ТЕКСТ ДЛЯ УПРАЖНЕНИЯ:
И она свое дело делала честно, и ничего другого она бы от нас не требовала.
– Я правильно понимаю, что для вас идея создания собственного фонда была очень воодушевляющим шагом?
– Нет, совершенно наоборот. У меня в жизни был опыт руководства: когда мне было 25 лет, я была директором по корпоративным отношениям, и я знаю, что я плохой директор. Поэтому для меня огромный стресс, что я пока на старте буду вынуждена выполнять обязанности директора, потому что я бы хотела ехать, кормить, вывозить детей, доставлять грузы…
Я приложу все усилия, чтобы именно этим я и занималась и чтобы со временем к нам пришел профессиональный директор. Но пока фонд возглавил Глеб Глебович, президентом стал Александр Леонидович, а пост исполнительного директора доверили мне. Фонд у нас маленький, поэтому я все равно буду ездить, лечить, кормить, но я мечтаю, чтобы со временем я перестала быть руководителем и работала «в полях».
– Была ли идея создания фонда разрешением всех противоречий, которые вы ощущали в «Справедливой помощи» в последний год?
– Я только сейчас начинаю понимать, что этот путь был единственно правильным и возможным. Я до последнего держалась за то, чтобы мы все оставались вместе и договаривались, искали компромиссы. К сожалению, мы потратили слишком много сил и времени на эти компромиссы. Сейчас, когда фонд уже почти зарегистрирован, мы понимаем, что все складывается и что мы идем верной дорогой, но изначально, конечно, такой идеи не было, и мне казалось, что мы как-то договоримся, найдем компромисс и останемся вместе.
– Когда вы приняли это решение, стало ли вам легче?
– Легче стало совсем недавно, когда мы провели первые переговоры со спонсорами, обсудили все это с друзьями, когда появились первые подопечные, которым уже оказана помощь, хотя сам фонд еще не зарегистрирован – тогда я поняла, что, наверное, случись это раньше, мы бы больше успели. Но выдохнула я совсем недавно.
– Чем вы отличаетесь от «Справедливой помощи Доктора Лизы»?
– Мы будем живым фондом. У нас нет регламентов, алгоритмов и правил. Многое будет зависеть от того, какие люди придут в команду. Но те, с кем я сейчас разговариваю, кто рассматривает возможность работы с нами, уже дают нам уверенность в том, что по двум-трем направлениям – как, например, с детьми, пережившими трагическую ситуацию, пережившими насилие – мы сможем успешно выстроить работу.

ЧТО НУЖНО СДЕЛАТЬ:
1. Кто, согласно интервью о новом фонде, возглавил фонд и кто стал его президентом?
2. Допишите следующую часть интервью о новом фонде, продолжив его сразу после последней реплики.

ИСХОДНЫЕ ДАННЫЕ:
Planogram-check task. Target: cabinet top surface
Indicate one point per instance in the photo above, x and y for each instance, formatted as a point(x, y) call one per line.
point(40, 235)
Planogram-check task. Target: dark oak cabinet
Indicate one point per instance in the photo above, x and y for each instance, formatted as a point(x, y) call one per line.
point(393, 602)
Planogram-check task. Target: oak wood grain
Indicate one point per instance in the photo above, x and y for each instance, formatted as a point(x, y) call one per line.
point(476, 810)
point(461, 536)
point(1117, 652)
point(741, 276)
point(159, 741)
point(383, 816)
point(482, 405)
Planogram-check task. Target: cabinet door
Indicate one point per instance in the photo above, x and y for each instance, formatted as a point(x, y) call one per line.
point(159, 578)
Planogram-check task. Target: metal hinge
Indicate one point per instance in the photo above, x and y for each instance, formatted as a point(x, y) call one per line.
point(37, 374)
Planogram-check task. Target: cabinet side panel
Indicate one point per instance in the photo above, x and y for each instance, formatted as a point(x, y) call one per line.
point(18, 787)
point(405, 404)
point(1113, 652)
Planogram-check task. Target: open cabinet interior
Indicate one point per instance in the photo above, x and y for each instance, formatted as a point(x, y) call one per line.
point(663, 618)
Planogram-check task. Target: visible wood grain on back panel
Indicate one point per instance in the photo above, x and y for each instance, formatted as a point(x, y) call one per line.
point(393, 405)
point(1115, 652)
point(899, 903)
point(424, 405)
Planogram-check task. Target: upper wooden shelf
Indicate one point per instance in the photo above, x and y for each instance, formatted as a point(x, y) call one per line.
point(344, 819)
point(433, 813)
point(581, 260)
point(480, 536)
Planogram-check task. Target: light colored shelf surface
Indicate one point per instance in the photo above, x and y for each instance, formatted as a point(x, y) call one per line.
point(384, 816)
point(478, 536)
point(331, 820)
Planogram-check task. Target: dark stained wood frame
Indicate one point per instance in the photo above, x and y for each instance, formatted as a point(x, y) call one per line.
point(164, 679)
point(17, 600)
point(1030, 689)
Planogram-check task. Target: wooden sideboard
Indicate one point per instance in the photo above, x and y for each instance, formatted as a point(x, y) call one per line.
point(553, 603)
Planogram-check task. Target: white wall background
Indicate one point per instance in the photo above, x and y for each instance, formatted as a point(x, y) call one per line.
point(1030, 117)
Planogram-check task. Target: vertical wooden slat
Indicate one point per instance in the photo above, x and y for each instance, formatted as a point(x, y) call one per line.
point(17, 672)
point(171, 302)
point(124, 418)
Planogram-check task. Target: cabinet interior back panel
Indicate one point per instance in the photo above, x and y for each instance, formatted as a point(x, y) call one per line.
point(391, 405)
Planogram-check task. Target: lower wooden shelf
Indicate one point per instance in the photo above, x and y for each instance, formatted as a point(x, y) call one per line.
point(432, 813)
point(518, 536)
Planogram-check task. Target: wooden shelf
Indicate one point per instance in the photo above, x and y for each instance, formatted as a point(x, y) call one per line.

РЕЗУЛЬТАТЫ ВЫПОЛНЕНИЯ:
1. Фонд возглавил Глеб Глебович, а президентом стал Александр Леонидович.

2.
Насколько я понимаю, в «Справедливой помощи» часть людей прочитала Дэна Паллотту и прониклась его идеями, и Бог с ним, пожалуйста, можно это делать, я только не понимаю, почему нужно реализовывать идеи Дэна Паллотты в фонде Доктора Лизы, который вообще на противоположном конце благотворительности. Раз там будут приветствоваться такие идеи, значит, нам надо отделиться, и мы будем делать так, как нас учила Лиза.
– Не спросила главное: как вы будете называться?
– Благотворительный фонд имени Елизаветы Глинки «Доктор Лиза». Сокращенно – фонд «Доктор Лиза».
Фото: liza.fund
– Вас не будут путать со «Справедливой помощью», которая тоже присоединила к своему названию имя Доктора Лизы?
– Печально, но возможно, будут путать. Но, во-первых, мы – фонд, а они – организация. Во-вторых, они «Справедливая помощь Доктора Лизы», а мы просто «Доктор Лиза». В-третьих, я не знаю, как это все оформлено в «Справедливой помощи», но мы прошли по длинному пути – у нас нашлись друзья, которые дали нам невероятно квалифицированных юристов, и те помогли нам подготовить за кратчайшие сроки весь пакет документов для регистрации и проконсультировали нас о том, как мы можем с этим названием комфортно существовать, потому что будет два фонда «Доктор Лиза».
Но на использование имени Елизаветы Глинки есть права у конкретного человека, и этот человек – Глеб Глинка. Поэтому мы оформили у нотариуса все необходимые документы на то, что наш фонд имеет право так называться. Я, кстати, не вижу ничего ужасного в том, чтобы было десять фондов Доктора Лизы, но тут вопрос, не будут ли какие-то фонды позорить ее имя.
У нас все согласовано не только с моральной точки зрения с близкими и с друзьями, но и с юридической стороны.
Все, что сейчас я могу, – это своим ежедневным трудом не уронить честь Лизы, показать своей работой, что наш фонд «Доктор Лиза» работает так, что Лиза была бы нами довольна.